La rupture est aussi d'ordre social. La faillite d'un industriel qui manque de se suicider ; un mariage non conventionnel qui conduit à l'abandon d'une situation respectable, pour un amour réprouvé par la famille et la société, S'Affranchir ; ainsi que des actes criminels.
La rupture s'inscrit aussi dans le registre sentimental, une mère quitte le foyer conjugal vers des aspirations éloignées du rôle d'épouse, Paris, Saint-Pétersbourg, minuit trente-cinq ; à moins qu'il ne s'agisse d'une jeune femme, parfois enceinte ou abandonnée par un jeune homme, le plus souvent issu d'un milieu social plus riche que celui de la jeune mère, ce qui explique l'impossible officialisation de la liaison, L'Oiseau blessé.
Le mobile de l'action qui tend le fil conducteur de l'histoire est le fait de l'ambition, manifestée par l'aspiration à la richesse, et à l'ascension sociale, ou la vengeance, pour sauver un honneur, ou par jalousie affective. Les rebondissements sont nombreux, et s'étendent sur une longue durée et dans un espace qui est très étendu. Le voyage aux colonies est un élément omniprésent. Il permet aux personnages coupables de se racheter, thème classique de la rédemption, ou à la victime de fomenter sa vengeance, afin de préparer un retour glorieux à l'encontre de ses anciens persécuteurs.
L'étranger est aussi un point de départ qui est souvent synonyme d'aventures malfaisantes. Cette distance dans l'espace est permise grâce à un temps de l'histoire parfois étendu jusqu'à une vingtaine d'années. La disparition du bourreau ou de la victime, qu'il s'agisse d'un départ à l'étranger ou de la mort, permet à la génération suivante de grandir loin du drame de leurs parents, mais d'être en âge de l'assumer lorsque le passé fait ressurgir le drame, La Mariquita. Le destin semble ainsi s'acharner sur des familles, mais la fatalité se brise par la mort d'un des parents.

-- DONNÉES --
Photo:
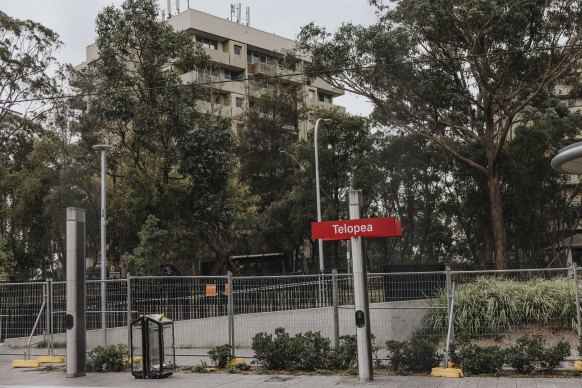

-- TÂCHES ET EXERCICES --
1. Reproduisez sans la moindre modification le passage du texte présenté de « La rupture s'inscrit » à « liaison, L'Oiseau blessé. ».
2. Veuillez répondre brièvement à ces questions d'après le texte présenté.
(a) Quel élément y est qualifié d'omniprésent ?
(b) Jusqu'à quelle durée le temps de l'histoire s'étend-il parfois ?
(c) Qu'est-ce qui brise la fatalité qui s'acharne sur des familles ?

-- RÉPONSES PAR TÂCHE --
1.
La rupture s'inscrit aussi dans le registre sentimental, une mère quitte le foyer conjugal vers des aspirations éloignées du rôle d'épouse, Paris, Saint-Pétersbourg, minuit trente-cinq ; à moins qu'il ne s'agisse d'une jeune femme, parfois enceinte ou abandonnée par un jeune homme, le plus souvent issu d'un milieu social plus riche que celui de la jeune mère, ce qui explique l'impossible officialisation de la liaison, L'Oiseau blessé.

2.
(a) Le voyage aux colonies.
(b) Jusqu'à une vingtaine d'années.
(c) La mort d'un des parents.